- [Work required] Update the records by putting "bounding rectangles" wherever "bounding boxes" appears and leaving everything else unchanged. Omit the pictures from your answer.

Photo labels with boxes
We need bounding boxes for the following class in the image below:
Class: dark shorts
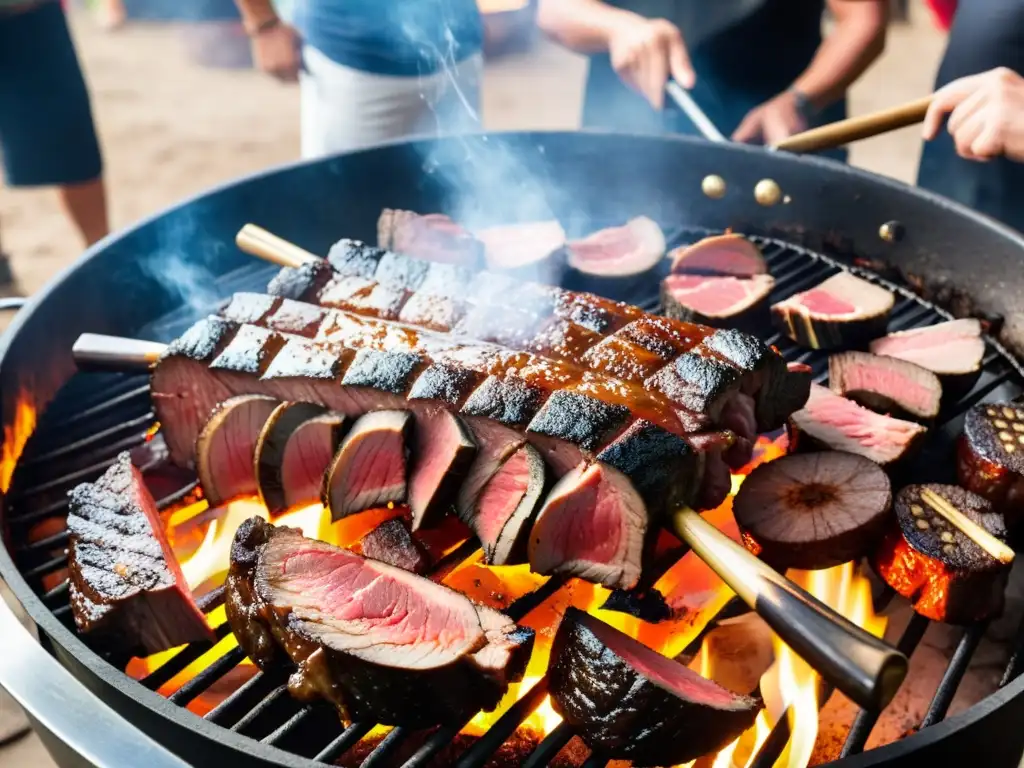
[0,2,102,186]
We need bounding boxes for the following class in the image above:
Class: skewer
[921,488,1015,565]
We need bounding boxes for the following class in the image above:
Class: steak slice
[324,411,413,520]
[548,607,761,765]
[68,452,213,655]
[196,394,279,507]
[226,517,534,728]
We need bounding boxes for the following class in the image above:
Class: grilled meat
[196,394,279,507]
[828,352,942,423]
[669,234,768,278]
[790,384,927,466]
[226,517,534,728]
[548,607,761,765]
[256,402,348,515]
[872,484,1010,624]
[771,272,896,349]
[732,451,892,572]
[359,517,430,574]
[956,402,1024,528]
[870,318,985,398]
[68,453,213,655]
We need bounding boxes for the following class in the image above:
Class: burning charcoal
[956,402,1024,528]
[662,274,775,331]
[359,517,430,574]
[68,453,213,654]
[870,319,985,398]
[548,607,761,765]
[323,411,413,520]
[790,384,927,466]
[255,402,346,515]
[873,484,1013,624]
[225,517,534,728]
[732,451,892,571]
[771,272,895,349]
[828,352,942,423]
[669,234,768,278]
[196,394,279,507]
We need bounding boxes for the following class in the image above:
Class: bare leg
[58,177,110,246]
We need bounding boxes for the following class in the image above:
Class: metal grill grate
[8,230,1024,768]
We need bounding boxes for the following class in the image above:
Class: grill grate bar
[921,622,988,728]
[840,613,929,758]
[167,646,246,707]
[313,723,373,763]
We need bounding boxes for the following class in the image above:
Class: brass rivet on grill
[754,178,782,206]
[700,173,726,200]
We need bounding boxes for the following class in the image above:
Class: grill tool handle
[234,224,321,267]
[71,334,167,371]
[672,509,907,712]
[665,80,728,143]
[772,96,932,152]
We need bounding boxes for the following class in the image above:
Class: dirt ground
[0,3,943,768]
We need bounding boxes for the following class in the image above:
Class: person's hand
[252,22,302,83]
[732,90,807,146]
[924,67,1024,162]
[608,16,696,110]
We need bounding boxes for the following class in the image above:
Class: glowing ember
[0,389,36,494]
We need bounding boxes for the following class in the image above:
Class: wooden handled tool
[772,96,932,153]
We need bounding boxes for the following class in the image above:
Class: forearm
[537,0,636,53]
[793,2,888,109]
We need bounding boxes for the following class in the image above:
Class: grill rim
[6,131,1024,768]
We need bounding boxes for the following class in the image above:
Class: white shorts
[300,45,483,158]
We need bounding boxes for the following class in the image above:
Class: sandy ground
[0,7,943,768]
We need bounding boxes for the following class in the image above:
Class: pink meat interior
[583,615,737,710]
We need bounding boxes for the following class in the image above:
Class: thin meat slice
[771,271,896,349]
[669,233,768,278]
[548,607,761,765]
[324,411,413,520]
[255,402,346,515]
[568,216,666,278]
[662,274,775,328]
[828,352,942,422]
[196,394,279,507]
[870,318,985,396]
[409,408,476,530]
[359,517,430,574]
[470,443,545,565]
[68,452,213,655]
[226,517,534,728]
[377,208,483,268]
[790,384,927,466]
[529,463,648,589]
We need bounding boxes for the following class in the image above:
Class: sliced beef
[771,272,896,349]
[828,352,942,423]
[324,411,413,520]
[409,407,476,530]
[470,443,546,565]
[226,518,534,728]
[870,318,985,397]
[568,216,666,278]
[196,394,279,507]
[790,384,927,466]
[548,607,761,765]
[359,517,430,574]
[529,464,649,589]
[662,274,775,330]
[377,208,484,268]
[68,453,213,655]
[669,234,768,278]
[255,402,347,515]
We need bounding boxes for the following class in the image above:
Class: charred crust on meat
[341,349,426,394]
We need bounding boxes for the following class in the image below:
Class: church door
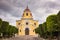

- [Finished task]
We need bounding rectangles for the following class in the image below:
Class: dark shorts
[0,2,102,186]
We need bounding rectangles for the following class in the image above:
Class: skewer
[921,488,1015,565]
We need bounding rectangles for the following class in the image above:
Class: steak slice
[324,411,413,520]
[548,607,761,765]
[68,452,213,655]
[196,394,279,507]
[226,517,534,728]
We need bounding rectangles for the following class in the image above:
Class: grilled meat
[196,394,279,507]
[828,352,942,423]
[669,234,768,278]
[790,384,927,466]
[226,517,534,728]
[548,607,761,765]
[256,402,348,515]
[872,484,1010,624]
[771,272,896,349]
[732,451,892,572]
[359,517,430,574]
[956,402,1024,528]
[870,318,985,398]
[68,453,213,655]
We need bounding rectangles for the following class in the image above:
Class: burning charcoal
[956,402,1024,528]
[662,274,775,331]
[359,517,430,574]
[68,453,213,654]
[870,319,985,398]
[548,607,761,765]
[323,411,413,520]
[790,384,927,466]
[255,402,346,515]
[873,484,1013,624]
[225,517,534,728]
[732,451,892,571]
[771,272,895,349]
[828,352,942,423]
[669,234,768,278]
[196,394,279,507]
We need bounding rectangles for the following class in the image above:
Class: bare leg
[58,177,110,246]
We need bounding rectangles for the following class in the image above:
Class: metal grill grate
[8,230,1024,768]
We need bounding rectangles for the following class in the image above:
Class: grill grate bar
[921,622,988,728]
[840,613,929,758]
[167,646,246,707]
[313,723,373,763]
We need bounding rectangles for the following class in the image above:
Class: brass rivet on grill
[754,178,782,206]
[700,173,726,200]
We need bounding rectangles for the following class in the image above:
Class: grill tool handle
[234,224,321,267]
[71,334,167,371]
[672,509,907,712]
[665,80,728,143]
[772,96,932,152]
We need bounding rectangles for the following class in the image above:
Class: dirt ground
[0,3,943,768]
We need bounding rectangles for the following class in the image above:
Class: person's hand
[252,22,302,83]
[732,90,807,146]
[924,67,1024,162]
[608,16,696,110]
We need bounding rectangles for the following class in the image above:
Class: glowing ember
[0,389,36,494]
We need bounding rectangles for the following class in the image above:
Class: wooden handled tool
[772,96,932,153]
We need bounding rectangles for the following class in the image above:
Class: forearm
[537,0,636,53]
[793,2,888,109]
We need bounding rectangles for the following class in the image above:
Class: grill rim
[6,131,1024,768]
We need bounding rectangles for the following class in the image above:
Class: white shorts
[300,45,483,158]
We need bounding rectangles for the following class in the image above:
Class: sandy ground
[0,7,943,768]
We need bounding rectangles for the following class in the image above:
Class: pink meat interior
[583,615,737,710]
We need bounding rectangles for the following class in the image above:
Class: thin meat slice
[771,271,896,349]
[669,233,768,278]
[548,607,761,765]
[324,411,413,520]
[255,402,346,515]
[568,216,666,278]
[662,274,775,328]
[828,352,942,422]
[196,394,279,507]
[870,318,985,396]
[409,408,476,530]
[359,517,430,574]
[470,443,545,565]
[68,452,213,655]
[226,517,534,728]
[377,208,483,268]
[790,384,927,466]
[529,463,648,589]
We need bounding rectangles for the following class in the image above:
Class: sliced beef
[771,272,896,349]
[828,352,942,423]
[324,411,413,520]
[409,407,476,530]
[470,443,546,565]
[226,518,534,728]
[870,318,985,397]
[568,216,666,278]
[196,394,279,507]
[790,384,927,466]
[548,607,761,765]
[359,517,430,574]
[529,464,649,589]
[662,274,775,330]
[377,208,484,268]
[68,453,213,655]
[669,234,768,278]
[255,402,347,515]
We need bounding rectangles for the following class in the image above:
Class: charred crust on meat
[341,349,426,394]
We need bounding rectangles for the following class in the image below:
Class: church door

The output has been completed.